* **Work item**
All lines in the records below with the word "Annotate" must be returned.

* **Data to process**
━━━━━━━━━━

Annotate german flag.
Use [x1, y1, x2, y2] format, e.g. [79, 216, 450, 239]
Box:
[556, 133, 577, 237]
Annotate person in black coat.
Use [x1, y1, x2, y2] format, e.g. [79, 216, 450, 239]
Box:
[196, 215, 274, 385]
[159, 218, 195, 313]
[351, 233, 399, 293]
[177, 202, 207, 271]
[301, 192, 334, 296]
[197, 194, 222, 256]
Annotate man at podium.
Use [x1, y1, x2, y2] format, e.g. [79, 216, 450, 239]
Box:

━━━━━━━━━━

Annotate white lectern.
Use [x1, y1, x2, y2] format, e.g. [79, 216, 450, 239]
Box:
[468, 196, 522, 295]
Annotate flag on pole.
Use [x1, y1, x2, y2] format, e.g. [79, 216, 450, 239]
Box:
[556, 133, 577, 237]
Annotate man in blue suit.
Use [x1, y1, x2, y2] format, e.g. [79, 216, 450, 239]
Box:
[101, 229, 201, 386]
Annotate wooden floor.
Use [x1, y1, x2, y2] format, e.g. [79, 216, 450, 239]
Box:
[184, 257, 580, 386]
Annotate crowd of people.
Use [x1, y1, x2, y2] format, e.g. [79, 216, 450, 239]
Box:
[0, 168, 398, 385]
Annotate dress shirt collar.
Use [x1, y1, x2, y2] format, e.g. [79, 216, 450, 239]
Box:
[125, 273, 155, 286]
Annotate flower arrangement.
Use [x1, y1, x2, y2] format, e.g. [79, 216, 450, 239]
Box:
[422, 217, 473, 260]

━━━━━━━━━━

* **Task solution**
Annotate german flag.
Annotate person in black coat.
Annotate man at podium.
Annotate white lectern.
Annotate flag on pole.
Annotate man in blue suit.
Annotate wooden floor.
Annotate crowd of people.
Annotate dress shirt collar.
Annotate flower arrangement.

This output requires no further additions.